#### EXCERPTED DATA ####
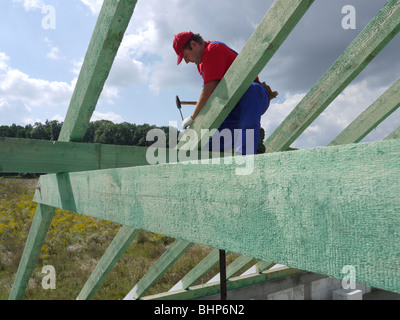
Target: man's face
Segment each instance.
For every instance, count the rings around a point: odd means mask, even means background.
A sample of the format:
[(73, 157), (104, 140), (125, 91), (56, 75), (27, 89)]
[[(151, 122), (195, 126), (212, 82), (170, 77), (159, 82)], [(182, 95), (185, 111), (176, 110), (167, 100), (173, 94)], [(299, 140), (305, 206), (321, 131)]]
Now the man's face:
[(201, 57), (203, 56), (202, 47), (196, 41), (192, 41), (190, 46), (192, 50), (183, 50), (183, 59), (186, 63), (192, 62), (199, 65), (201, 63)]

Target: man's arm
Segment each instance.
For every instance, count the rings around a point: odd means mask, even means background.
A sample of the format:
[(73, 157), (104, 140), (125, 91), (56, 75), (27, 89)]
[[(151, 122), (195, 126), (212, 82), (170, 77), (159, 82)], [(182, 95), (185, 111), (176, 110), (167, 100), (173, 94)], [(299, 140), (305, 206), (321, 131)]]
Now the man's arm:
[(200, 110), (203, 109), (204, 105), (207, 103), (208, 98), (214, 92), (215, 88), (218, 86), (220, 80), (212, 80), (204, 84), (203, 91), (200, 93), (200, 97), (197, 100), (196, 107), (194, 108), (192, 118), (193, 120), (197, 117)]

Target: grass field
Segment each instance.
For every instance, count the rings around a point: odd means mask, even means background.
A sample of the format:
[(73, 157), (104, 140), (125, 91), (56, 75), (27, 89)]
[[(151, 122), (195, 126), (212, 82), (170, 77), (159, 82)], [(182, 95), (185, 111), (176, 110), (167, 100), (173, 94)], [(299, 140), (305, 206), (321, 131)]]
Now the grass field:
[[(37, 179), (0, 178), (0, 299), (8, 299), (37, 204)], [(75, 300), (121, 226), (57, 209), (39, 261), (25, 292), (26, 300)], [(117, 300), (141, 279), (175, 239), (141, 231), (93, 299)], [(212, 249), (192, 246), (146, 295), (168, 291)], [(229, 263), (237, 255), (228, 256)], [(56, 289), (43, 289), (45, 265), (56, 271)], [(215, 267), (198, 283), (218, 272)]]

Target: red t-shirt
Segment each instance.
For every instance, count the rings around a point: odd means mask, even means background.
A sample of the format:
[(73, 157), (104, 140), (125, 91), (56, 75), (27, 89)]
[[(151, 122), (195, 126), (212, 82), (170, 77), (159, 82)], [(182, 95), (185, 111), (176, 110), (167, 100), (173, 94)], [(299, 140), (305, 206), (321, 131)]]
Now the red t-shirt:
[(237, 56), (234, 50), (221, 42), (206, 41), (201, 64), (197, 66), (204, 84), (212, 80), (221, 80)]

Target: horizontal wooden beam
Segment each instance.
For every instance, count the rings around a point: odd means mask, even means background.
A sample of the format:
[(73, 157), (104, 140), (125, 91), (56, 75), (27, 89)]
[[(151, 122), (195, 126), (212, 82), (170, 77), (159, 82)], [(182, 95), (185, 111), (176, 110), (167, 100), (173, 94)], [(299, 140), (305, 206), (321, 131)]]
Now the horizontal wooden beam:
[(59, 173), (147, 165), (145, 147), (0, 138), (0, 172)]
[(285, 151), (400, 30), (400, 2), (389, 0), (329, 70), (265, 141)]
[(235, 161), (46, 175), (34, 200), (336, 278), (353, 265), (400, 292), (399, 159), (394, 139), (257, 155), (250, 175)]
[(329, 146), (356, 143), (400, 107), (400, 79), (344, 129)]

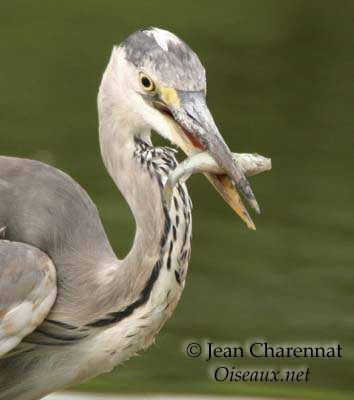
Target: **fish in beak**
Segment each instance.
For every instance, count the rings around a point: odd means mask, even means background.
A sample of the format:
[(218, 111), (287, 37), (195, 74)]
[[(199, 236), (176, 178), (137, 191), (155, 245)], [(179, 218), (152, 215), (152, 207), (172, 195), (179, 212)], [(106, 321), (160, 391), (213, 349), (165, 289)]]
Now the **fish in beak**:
####
*TASK INSTRUCTIONS*. Gather and copy every line of the data in which the string "beak" is found.

*ANSWER BOX*.
Target: **fish in beak**
Now the **fish in beak**:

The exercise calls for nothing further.